Please lay out the rows below as a two-column CSV headed "text" and "answer," with one line per row and each value in a single quoted field where line breaks become spaces. Leave the pictures out.

§ MATERIAL PROVIDED

···

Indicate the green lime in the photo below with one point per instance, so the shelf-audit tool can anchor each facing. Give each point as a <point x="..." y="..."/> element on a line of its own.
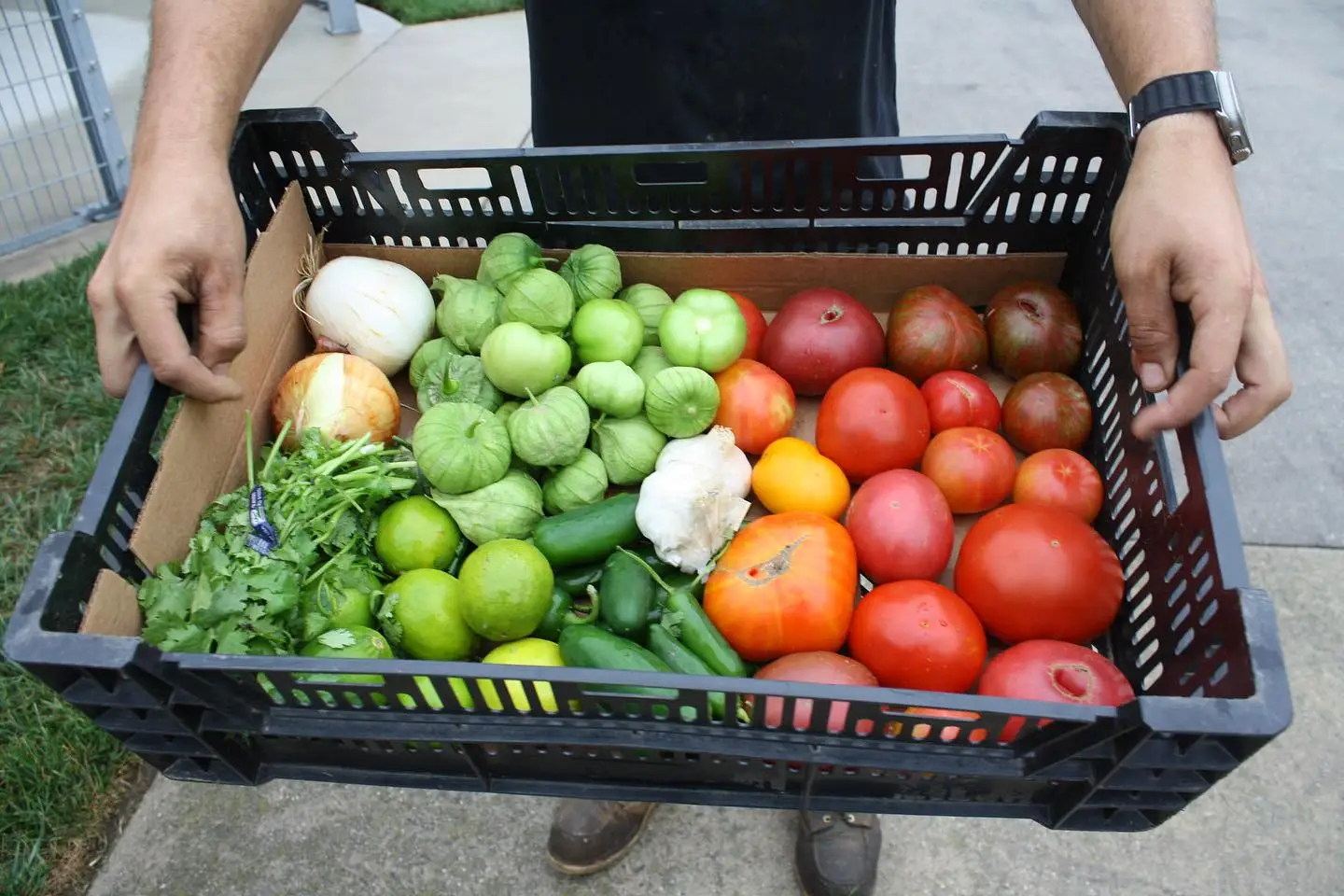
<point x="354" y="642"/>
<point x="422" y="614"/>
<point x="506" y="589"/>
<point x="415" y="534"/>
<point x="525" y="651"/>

···

§ RESULT
text,answer
"Indicate the green lime in the photo below with one point per instance, so the shelf-audit tool can anchor each facing. Give each point as a <point x=""..."" y=""...""/> element on a line of its own.","<point x=""354"" y=""642""/> <point x=""422"" y=""614""/> <point x=""506"" y=""589""/> <point x=""415"" y=""534""/> <point x=""525"" y=""651""/>"